Begin DATA FOR THIS EXERCISE
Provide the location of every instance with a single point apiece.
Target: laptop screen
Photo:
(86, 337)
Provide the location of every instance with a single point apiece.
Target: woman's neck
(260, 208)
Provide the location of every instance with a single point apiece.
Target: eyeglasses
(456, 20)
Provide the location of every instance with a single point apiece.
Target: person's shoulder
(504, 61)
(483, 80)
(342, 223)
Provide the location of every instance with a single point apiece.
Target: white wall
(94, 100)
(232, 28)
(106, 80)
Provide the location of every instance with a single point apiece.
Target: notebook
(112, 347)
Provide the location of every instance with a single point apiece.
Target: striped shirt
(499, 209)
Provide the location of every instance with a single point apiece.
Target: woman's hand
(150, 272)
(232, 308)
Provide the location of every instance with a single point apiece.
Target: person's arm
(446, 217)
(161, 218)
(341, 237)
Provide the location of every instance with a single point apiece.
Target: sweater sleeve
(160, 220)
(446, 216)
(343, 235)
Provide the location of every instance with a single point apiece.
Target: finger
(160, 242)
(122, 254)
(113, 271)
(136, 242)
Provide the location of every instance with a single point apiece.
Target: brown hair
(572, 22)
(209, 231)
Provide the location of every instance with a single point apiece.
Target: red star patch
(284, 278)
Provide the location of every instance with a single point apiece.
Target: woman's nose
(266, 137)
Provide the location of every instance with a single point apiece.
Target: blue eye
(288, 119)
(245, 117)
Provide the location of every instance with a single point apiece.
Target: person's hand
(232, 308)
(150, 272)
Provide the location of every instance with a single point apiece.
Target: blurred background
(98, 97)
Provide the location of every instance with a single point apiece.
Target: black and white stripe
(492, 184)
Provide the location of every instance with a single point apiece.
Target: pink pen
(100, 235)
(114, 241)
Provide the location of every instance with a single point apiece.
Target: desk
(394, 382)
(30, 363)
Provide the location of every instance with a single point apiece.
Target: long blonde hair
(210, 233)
End DATA FOR THIS EXERCISE
__AIM OF THE TASK__
Return all of the entries exactly as written.

__RESPONSE TO THE EXERCISE__
Provide the location of every instance with a single point apiece.
Target: laptop screen
Photo:
(86, 337)
Provide the location of every instance with a single point apiece.
Target: woman's neck
(260, 208)
Provide the location of every instance with a single point apiece.
Target: eyeglasses
(456, 20)
Provide the location of every instance with a single point apiece.
Target: person's shoulder
(504, 61)
(483, 80)
(342, 223)
Provide the location of every instance with a single point apiece.
Target: white wall
(94, 100)
(232, 28)
(106, 80)
Provide the location of every instance with a single point apiece.
Target: notebook
(112, 347)
Provide the location of every instance with a single point apiece.
Target: striped shirt
(499, 209)
Provide the location of every instance with a single point apiece.
Target: woman's hand
(150, 272)
(232, 308)
Provide the location of every instance with a single point apiece.
Target: person's arm
(446, 217)
(161, 218)
(341, 237)
Provide the location of every instance with a single point apiece.
Target: sweater sleeve
(160, 220)
(446, 216)
(343, 235)
Provide the location of every instance with a single point apiece.
Target: finger
(160, 242)
(122, 254)
(113, 271)
(136, 242)
Provide the location of every instance with a single point apiece.
Target: brown hair
(572, 22)
(209, 231)
Provide the location of every instance with a single point apiece.
Target: red star patch
(284, 278)
Provide the location of every instance with a single point apiece.
Target: woman's nose
(266, 137)
Provide the location of every instance with a single point apiece.
Target: blue eye
(288, 119)
(245, 117)
Provide the location of every instance with a single point apiece.
Target: person's hand
(232, 308)
(150, 272)
Provide the location of every instance with a single point apiece.
Target: blurred background
(98, 97)
Provide the location of every instance with a single point apiece.
Target: black and white stripe
(492, 184)
Provide the location of every instance with a single point apiece.
Target: pink pen
(100, 235)
(114, 241)
Provide the location of every instance with a single point apiece.
Target: desk
(394, 382)
(30, 363)
Provide the location of every instance with a single point apiece.
Target: long blonde hair
(210, 233)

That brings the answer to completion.